▶ _Task directions_
Copy every one of the following lines word for word, leaving out the pictures.

Collected data:
================
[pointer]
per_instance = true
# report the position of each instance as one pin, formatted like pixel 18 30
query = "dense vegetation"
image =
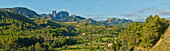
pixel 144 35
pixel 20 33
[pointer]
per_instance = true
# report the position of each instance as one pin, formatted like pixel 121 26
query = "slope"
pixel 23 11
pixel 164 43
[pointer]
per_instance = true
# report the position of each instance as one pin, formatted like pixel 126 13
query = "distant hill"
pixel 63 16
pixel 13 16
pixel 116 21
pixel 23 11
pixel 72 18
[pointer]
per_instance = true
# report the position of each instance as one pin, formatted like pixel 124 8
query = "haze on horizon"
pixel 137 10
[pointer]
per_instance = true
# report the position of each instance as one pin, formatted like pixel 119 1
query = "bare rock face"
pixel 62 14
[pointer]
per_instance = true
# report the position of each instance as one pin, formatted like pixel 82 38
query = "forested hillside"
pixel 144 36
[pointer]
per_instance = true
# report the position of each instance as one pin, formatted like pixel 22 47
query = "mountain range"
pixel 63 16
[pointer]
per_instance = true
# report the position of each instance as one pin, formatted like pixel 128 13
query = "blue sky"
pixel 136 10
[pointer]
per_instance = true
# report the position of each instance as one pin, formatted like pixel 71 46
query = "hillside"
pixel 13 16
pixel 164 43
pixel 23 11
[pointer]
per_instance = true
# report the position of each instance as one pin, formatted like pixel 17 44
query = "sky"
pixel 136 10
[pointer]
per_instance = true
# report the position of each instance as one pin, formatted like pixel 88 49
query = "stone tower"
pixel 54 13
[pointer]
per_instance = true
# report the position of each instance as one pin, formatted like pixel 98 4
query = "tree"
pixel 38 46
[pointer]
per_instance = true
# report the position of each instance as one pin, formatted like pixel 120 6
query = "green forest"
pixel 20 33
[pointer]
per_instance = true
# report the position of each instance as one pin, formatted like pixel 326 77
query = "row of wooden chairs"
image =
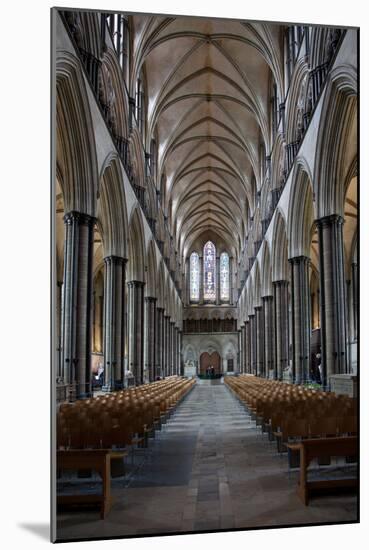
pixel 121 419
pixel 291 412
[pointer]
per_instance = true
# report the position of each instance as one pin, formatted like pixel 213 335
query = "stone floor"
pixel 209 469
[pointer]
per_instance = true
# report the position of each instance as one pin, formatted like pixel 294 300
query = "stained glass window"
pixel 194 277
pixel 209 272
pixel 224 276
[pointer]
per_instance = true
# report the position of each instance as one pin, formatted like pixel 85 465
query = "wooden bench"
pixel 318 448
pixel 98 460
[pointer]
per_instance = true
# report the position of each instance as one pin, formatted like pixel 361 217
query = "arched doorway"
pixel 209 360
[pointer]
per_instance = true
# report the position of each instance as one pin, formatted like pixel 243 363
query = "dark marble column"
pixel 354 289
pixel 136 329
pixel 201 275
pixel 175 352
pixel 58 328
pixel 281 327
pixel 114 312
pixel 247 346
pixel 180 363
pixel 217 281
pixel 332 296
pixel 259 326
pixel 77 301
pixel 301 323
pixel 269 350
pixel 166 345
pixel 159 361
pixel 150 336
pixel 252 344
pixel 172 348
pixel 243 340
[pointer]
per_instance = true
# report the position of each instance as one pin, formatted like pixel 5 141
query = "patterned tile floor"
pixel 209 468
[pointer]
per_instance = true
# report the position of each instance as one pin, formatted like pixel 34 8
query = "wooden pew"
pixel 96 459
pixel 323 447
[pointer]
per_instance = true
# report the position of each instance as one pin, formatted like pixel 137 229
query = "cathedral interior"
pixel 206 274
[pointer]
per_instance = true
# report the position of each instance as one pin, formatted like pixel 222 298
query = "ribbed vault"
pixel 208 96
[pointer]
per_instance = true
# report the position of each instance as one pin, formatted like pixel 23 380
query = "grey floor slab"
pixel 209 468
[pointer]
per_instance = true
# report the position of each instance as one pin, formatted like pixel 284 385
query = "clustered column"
================
▶ _Response for this exercise_
[pointer]
per_instance = true
# report the position of each instance as one pin, formatted like pixel 18 30
query = "dense vegetation"
image =
pixel 144 35
pixel 20 33
[pointer]
per_instance = true
# report the position of each instance as one pin, formatted like pixel 121 26
query = "slope"
pixel 23 11
pixel 164 43
[pointer]
per_instance = true
# report the position of each instance as one pin, formatted like pixel 126 13
query = "distant hill"
pixel 63 16
pixel 13 16
pixel 116 21
pixel 23 11
pixel 72 18
[pointer]
per_instance = true
# report the position of each instance as one pin, formatted like pixel 124 8
query = "haze on horizon"
pixel 137 10
[pointer]
per_instance = true
# report the position of each instance as one pin, formatted like pixel 119 1
query = "bare rock face"
pixel 62 14
[pointer]
per_instance = true
# report the position of each instance as one pin, formatted like pixel 82 38
query = "forested hillside"
pixel 144 36
[pointer]
per_instance = true
# report the position of each instance as one pin, formatted like pixel 22 47
query = "mountain range"
pixel 63 16
[pointer]
per_instance = true
# report the position of each instance as one pin, formatted like pixel 128 13
query = "blue sky"
pixel 136 10
[pointer]
per_instance = true
# report the position of each instance as one pin, formatted like pixel 71 46
query = "hillside"
pixel 13 16
pixel 164 43
pixel 23 11
[pointer]
per_instance = true
# report the position of each instance as one pin, formatted like pixel 17 44
query = "sky"
pixel 136 10
[pointer]
per_instance = true
# report the position of each instance as one pin, formatted like pixel 88 49
query = "stone tower"
pixel 54 13
[pointer]
per_instance = true
# report the position of each instance as one pin, formatted like pixel 98 4
query = "tree"
pixel 38 46
[pointer]
per_instance = true
# report the position of each instance as one pin, formatted like pixel 120 6
query = "green forest"
pixel 20 33
[pointer]
per_instance = true
# report the position of each instance as one pin, formatted like pixel 326 77
query = "row of wooden chairs"
image =
pixel 121 419
pixel 291 412
[pointer]
per_instance = true
# report the position of each instance as one pin, formatted like pixel 213 335
query = "stone floor"
pixel 209 469
[pointer]
per_instance = true
# report the position of each instance as one pin, formatted like pixel 294 300
query = "stained glass window"
pixel 194 277
pixel 209 272
pixel 224 276
[pointer]
per_instance = true
# report the position of each instance as one pin, formatted like pixel 85 465
query = "wooden bench"
pixel 318 448
pixel 98 460
[pointer]
per_instance = true
# report the position of each instance as one pin, formatted like pixel 361 217
query = "arched doorway"
pixel 209 360
[pointer]
per_instance = true
# report the position of each instance as one pin, formatted like pixel 243 363
query = "dark marble column"
pixel 354 289
pixel 136 329
pixel 201 275
pixel 175 352
pixel 58 328
pixel 281 327
pixel 114 312
pixel 247 346
pixel 180 363
pixel 217 281
pixel 332 296
pixel 259 326
pixel 77 301
pixel 301 323
pixel 269 350
pixel 166 345
pixel 159 361
pixel 150 336
pixel 252 344
pixel 172 348
pixel 243 340
[pointer]
per_instance = true
# report the position of each instance as one pin, formatted like pixel 5 141
query = "patterned tile floor"
pixel 209 468
[pointer]
per_instance = true
# report the position of each instance as one pin, formatted like pixel 34 8
query = "wooden pew"
pixel 96 459
pixel 323 447
[pointer]
per_instance = true
# report the position of each instance as one pin, formatted like pixel 137 229
query = "cathedral interior"
pixel 206 274
[pointer]
per_instance = true
# report the position of each instance as one pin, formatted like pixel 222 298
query = "ribbed vault"
pixel 208 96
[pointer]
per_instance = true
# report the position of each instance as one pin, formatted like pixel 23 380
query = "grey floor slab"
pixel 209 468
[pointer]
per_instance = true
# report the position of each instance as one pin, formatted like pixel 284 385
query = "clustered column"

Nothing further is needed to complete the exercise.